▸ **TEXT SEGMENT**
NeurIPS 2025 Image Generation Schrödinger Bridge Iterative Markovian Fitting Wasserstein Barycentre Optimal Transport Tree-Structured Cost Generative Model

Schrödinger Bridge Matching for Tree-Structured Costs and Entropic Wasserstein Barycentres¶

Conference: NeurIPS 2025 arXiv: 2506.17197 Authors: Samuel Howard, Peter Potaptchik, George Deligiannidis (Oxford) Code: samuel-howard/Tree_SB_Matching_Barycentres Area: Image Generation Keywords: Schrödinger Bridge, Iterative Markovian Fitting, Wasserstein Barycentre, Optimal Transport, Tree-Structured Cost, Generative Model

TL;DR¶

This paper extends the Iterative Markovian Fitting (IMF) procedure to the tree-structured Schrödinger Bridge problem, proposing the TreeDSBM algorithm. For Wasserstein barycentre computation, it elegantly merges IMF iterations with fixed-point iterations, requiring only inexpensive bridge-matching steps for efficient solution.

Background & Motivation¶

State of the Field¶

The Schrödinger Bridge (SB) is the dynamic formulation of entropy-regularized optimal transport (OT), for which flow-based generative modeling methods have recently provided scalable solvers. The standard SB problem addresses transport between two marginal distributions; more generally, multi-marginal OT minimizes a cost function defined over multiple distributions, with tree-structured costs attracting particular attention due to their broad applicability and structural efficiency gains. In particular, the star-shaped tree corresponds to the important Wasserstein barycentre problem—defining a natural "mean" for probability distributions.

Limitations of Prior Work¶

Limitations of IPF-based methods: Existing TreeDSB relies on Iterative Proportional Fitting (IPF), which only preserves marginal distributions at convergence, requires expensive trajectory caching, and suffers from "forgetting" the original reference measure.
Bottleneck of fixed-point methods: Classical fixed-point iteration for Wasserstein-2 barycentres requires solving a full OT problem at each step, incurring high computational cost.

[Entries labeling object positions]
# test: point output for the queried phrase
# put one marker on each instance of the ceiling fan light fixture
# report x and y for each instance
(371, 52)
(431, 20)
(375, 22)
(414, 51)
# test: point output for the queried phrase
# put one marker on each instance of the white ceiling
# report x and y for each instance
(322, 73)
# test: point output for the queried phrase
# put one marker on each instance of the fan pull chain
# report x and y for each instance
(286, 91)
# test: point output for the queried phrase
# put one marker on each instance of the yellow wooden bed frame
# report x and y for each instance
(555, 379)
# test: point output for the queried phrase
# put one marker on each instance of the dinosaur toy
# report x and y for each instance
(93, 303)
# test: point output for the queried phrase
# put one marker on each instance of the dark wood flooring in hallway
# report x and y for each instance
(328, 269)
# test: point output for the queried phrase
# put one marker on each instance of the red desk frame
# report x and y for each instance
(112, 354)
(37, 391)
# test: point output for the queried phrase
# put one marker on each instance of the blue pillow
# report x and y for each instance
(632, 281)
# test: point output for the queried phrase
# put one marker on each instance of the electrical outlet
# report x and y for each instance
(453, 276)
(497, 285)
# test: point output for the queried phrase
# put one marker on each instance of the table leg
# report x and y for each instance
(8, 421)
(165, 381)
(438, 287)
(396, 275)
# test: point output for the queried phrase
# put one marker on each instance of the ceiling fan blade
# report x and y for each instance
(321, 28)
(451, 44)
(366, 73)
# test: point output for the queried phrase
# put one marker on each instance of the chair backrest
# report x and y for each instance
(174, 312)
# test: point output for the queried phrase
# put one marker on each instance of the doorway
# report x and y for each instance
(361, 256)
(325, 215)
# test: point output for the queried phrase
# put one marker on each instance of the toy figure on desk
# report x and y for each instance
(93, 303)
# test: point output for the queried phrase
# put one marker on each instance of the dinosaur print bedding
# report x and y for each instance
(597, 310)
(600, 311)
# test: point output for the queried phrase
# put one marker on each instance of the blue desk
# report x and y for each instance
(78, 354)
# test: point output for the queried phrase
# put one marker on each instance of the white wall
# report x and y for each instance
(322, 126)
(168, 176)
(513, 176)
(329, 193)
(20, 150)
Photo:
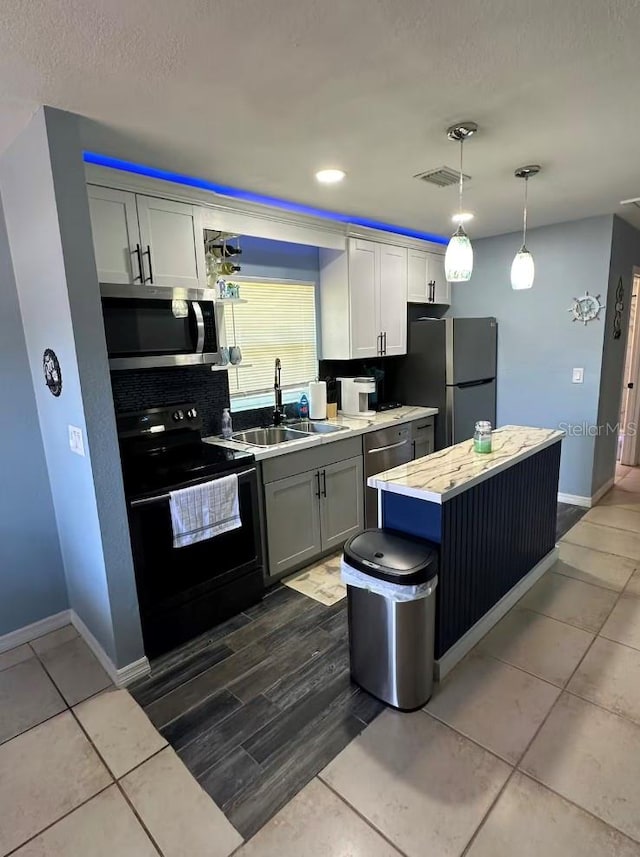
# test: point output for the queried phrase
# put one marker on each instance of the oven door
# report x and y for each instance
(168, 576)
(163, 327)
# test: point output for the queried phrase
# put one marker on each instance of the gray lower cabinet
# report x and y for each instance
(312, 512)
(292, 510)
(342, 502)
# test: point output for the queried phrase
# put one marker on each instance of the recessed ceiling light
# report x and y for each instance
(462, 217)
(330, 176)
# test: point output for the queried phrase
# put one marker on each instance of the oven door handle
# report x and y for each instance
(197, 311)
(165, 495)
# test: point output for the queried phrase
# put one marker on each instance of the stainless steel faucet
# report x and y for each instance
(278, 413)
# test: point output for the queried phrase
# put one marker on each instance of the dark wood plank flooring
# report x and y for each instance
(567, 517)
(261, 704)
(258, 706)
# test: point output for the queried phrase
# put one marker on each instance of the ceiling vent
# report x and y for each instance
(442, 177)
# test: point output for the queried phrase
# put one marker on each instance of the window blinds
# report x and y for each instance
(278, 320)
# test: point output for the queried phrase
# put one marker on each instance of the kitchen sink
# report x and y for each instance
(310, 427)
(272, 436)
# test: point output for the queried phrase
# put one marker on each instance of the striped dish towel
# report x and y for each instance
(204, 511)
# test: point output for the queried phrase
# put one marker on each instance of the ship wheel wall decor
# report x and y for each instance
(586, 308)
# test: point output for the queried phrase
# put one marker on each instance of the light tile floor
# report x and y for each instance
(531, 746)
(84, 772)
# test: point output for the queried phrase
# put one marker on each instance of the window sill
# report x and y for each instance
(264, 400)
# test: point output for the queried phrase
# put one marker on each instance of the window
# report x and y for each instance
(278, 320)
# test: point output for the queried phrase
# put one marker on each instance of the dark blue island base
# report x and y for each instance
(496, 539)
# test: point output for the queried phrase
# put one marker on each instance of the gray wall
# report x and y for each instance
(31, 573)
(625, 254)
(46, 207)
(262, 257)
(538, 344)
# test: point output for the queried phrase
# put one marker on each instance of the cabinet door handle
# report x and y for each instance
(147, 253)
(138, 252)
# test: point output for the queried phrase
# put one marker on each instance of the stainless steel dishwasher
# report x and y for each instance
(383, 450)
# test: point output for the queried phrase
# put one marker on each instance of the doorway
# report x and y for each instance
(628, 441)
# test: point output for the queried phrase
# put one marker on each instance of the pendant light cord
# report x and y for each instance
(461, 181)
(524, 216)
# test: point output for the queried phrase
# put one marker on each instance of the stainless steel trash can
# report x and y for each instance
(391, 581)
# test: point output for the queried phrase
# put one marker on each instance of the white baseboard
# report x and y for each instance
(608, 485)
(586, 502)
(33, 631)
(464, 645)
(574, 500)
(120, 677)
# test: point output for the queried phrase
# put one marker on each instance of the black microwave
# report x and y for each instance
(147, 326)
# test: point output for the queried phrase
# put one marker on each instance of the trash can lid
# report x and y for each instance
(387, 555)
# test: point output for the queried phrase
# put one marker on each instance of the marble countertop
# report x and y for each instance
(442, 475)
(353, 426)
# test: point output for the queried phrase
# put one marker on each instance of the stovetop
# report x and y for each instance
(161, 449)
(168, 469)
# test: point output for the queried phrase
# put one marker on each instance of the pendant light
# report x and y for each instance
(522, 267)
(458, 260)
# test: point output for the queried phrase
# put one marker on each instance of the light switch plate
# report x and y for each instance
(76, 442)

▸ **THE TASKS**
a. Locate each line of the records that contains the string "steel", and copy those lines.
b. Carry the Schrödinger Bridge paper summary forward from its last sentence.
The Schrödinger Bridge paper summary and the records are independent sources with no connection to each other.

▸ **ANSWER SET**
a.
# put one marker on each instance of the stainless steel faucet
# put one marker on each instance of the stainless steel dishwasher
# put one marker on each instance of the stainless steel trash can

b.
Gap in the literature: Although IMF has outperformed IPF in the standard SB setting, it has not yet been extended to the tree-structured SB setting (see Table 1 for literature positioning).

Core Idea¶

The paper transfers the advantages of IMF (marginal preservation at every step, no trajectory caching, training stability) to tree-structured SB and Wasserstein barycentre computation, filling the identified gap in the literature.

Method¶

Stochastic Processes on Trees¶

A stochastic process is defined on a tree \(\mathcal{T}=(\mathcal{V},\mathcal{E},\ell)\): along each edge \(e=(u,v)\) of the rooted tree, the SDE \(\mathrm{d}X_t^e = v^e(t,X_t^e)\mathrm{d}t + \sigma_t^e \mathrm{d}B_t^e\) is simulated in depth-first traversal order from the root, yielding a path measure \(\mathbb{P}\in\mathcal{P}(\mathcal{C}_\mathcal{T})\) over the tree.

Tree-Structured Schrödinger Bridge¶

Given marginal distributions \(\{\mu_i\}_{i\in\mathcal{S}}\) fixed only at a subset of vertices \(\mathcal{S}\subset\mathcal{V}\), the TreeSB problem is defined as:

\[\mathbb{P}^{SB} = \arg\min_{\mathbb{P}\in\mathcal{P}(\mathcal{C}_\mathcal{T})} \left\{ \mathrm{KL}(\mathbb{P}\|\mathbb{Q}) \;\middle|\; \mathbb{P}_i=\mu_i\;\forall i\in\mathcal{S} \right\}\]

The static formulation is equivalent to entropy-regularized multi-marginal OT with a tree-structured quadratic cost.

Core Theorem of TreeIMF¶

Theorem 3.1: The solution to TreeSB is the unique path measure that simultaneously satisfies the Markov property and belongs to the reciprocal class \(\mathcal{R}_\mathcal{S}(\mathbb{Q})\) (with correct marginals). This generalizes the characterization result of standard IMF and provides the theoretical foundation for an alternating projection algorithm.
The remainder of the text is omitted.